The New Casper Cartoon Show is a 1963-1970 animated television series that appeared on ABC's Saturday morning schedule, based on the Harvey Comics cartoon character Casper the Friendly Ghost. Casper's co-stars included his friends from the Harvey Comics stories: Wendy the Good Little Witch, the Ghostly Trio, Spooky the Tuff Little Ghost, and the ghost horse Nightmare. The show premiered on October 5, 1963 and is one of the earliest Saturday morning cartoons.

The show included a mix of 26 new Casper cartoons created for this show by Paramount Cartoon Studios, as well as a selection of 1959—62 cartoons from the aforementioned Paramount, which were mostly the later Modern Madcaps and Noveltoons which were repackaged as "Modern Madcaps". All voices in the Casper episodes were performed by Norma MacMillan and Bradley Bolke.

All of the new material was created for the first season in 1963-1964, but the show continued airing in reruns on ABC for six seasons, ending on January 30, 1970.

DESCRIPTION OF THE TASK -
Continue the passage on The New Casper Cartoon Show, picking up right after its final sentence.

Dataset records
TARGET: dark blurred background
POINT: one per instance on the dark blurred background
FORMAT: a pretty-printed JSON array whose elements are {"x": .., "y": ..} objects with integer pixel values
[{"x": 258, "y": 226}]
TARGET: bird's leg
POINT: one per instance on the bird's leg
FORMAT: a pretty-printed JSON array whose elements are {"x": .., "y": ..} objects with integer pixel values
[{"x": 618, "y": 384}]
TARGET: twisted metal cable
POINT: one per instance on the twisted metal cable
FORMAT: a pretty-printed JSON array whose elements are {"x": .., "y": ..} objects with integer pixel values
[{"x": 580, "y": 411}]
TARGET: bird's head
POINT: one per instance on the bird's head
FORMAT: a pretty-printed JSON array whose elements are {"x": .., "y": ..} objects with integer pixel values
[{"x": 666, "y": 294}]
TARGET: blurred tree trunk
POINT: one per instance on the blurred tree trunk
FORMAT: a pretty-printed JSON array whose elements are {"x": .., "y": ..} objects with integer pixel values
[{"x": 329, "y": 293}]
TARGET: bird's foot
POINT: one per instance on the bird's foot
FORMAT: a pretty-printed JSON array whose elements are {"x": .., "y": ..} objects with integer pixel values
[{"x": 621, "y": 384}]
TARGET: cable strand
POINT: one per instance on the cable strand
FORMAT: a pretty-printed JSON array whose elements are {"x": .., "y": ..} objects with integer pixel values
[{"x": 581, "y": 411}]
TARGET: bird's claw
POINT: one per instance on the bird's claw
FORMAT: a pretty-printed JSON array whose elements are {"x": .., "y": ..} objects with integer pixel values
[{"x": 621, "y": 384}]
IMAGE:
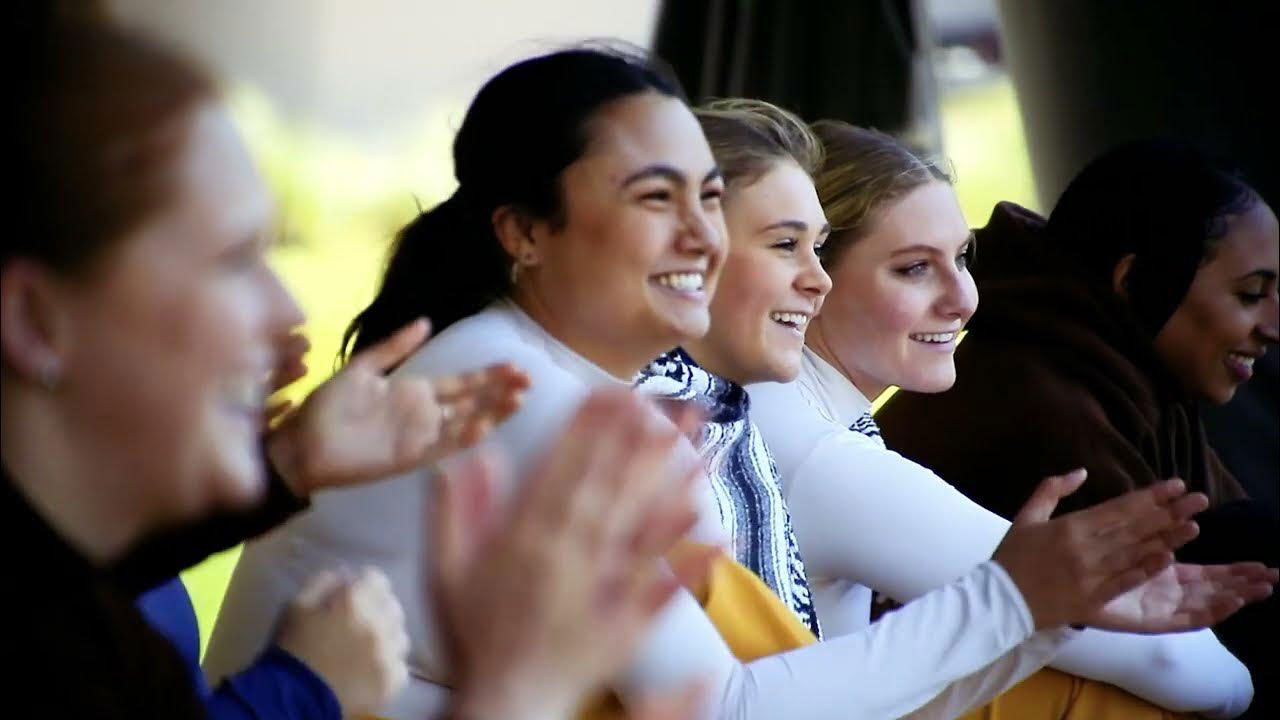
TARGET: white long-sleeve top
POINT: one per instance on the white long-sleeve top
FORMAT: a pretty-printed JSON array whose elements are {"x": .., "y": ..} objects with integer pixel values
[
  {"x": 950, "y": 650},
  {"x": 868, "y": 518}
]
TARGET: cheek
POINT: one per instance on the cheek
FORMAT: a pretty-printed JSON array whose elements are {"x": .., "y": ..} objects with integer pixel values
[{"x": 741, "y": 297}]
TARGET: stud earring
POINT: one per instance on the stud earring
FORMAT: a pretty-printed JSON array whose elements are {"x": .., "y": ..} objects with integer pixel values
[{"x": 50, "y": 376}]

RESULT -
Episodes
All directed by Seymour Kneitel, and all with music by Winston Sharples and graphic arts by Warren Kremer.

Home media
On October 11, 2011, Shout! Factory released Casper the Friendly Ghost: The Complete Collection 1945–1963 on DVD in Region 1.  The 3-disc set features 55 original theatrical cartoons as well as all 26 episodes from The New Casper Cartoon Show on DVD.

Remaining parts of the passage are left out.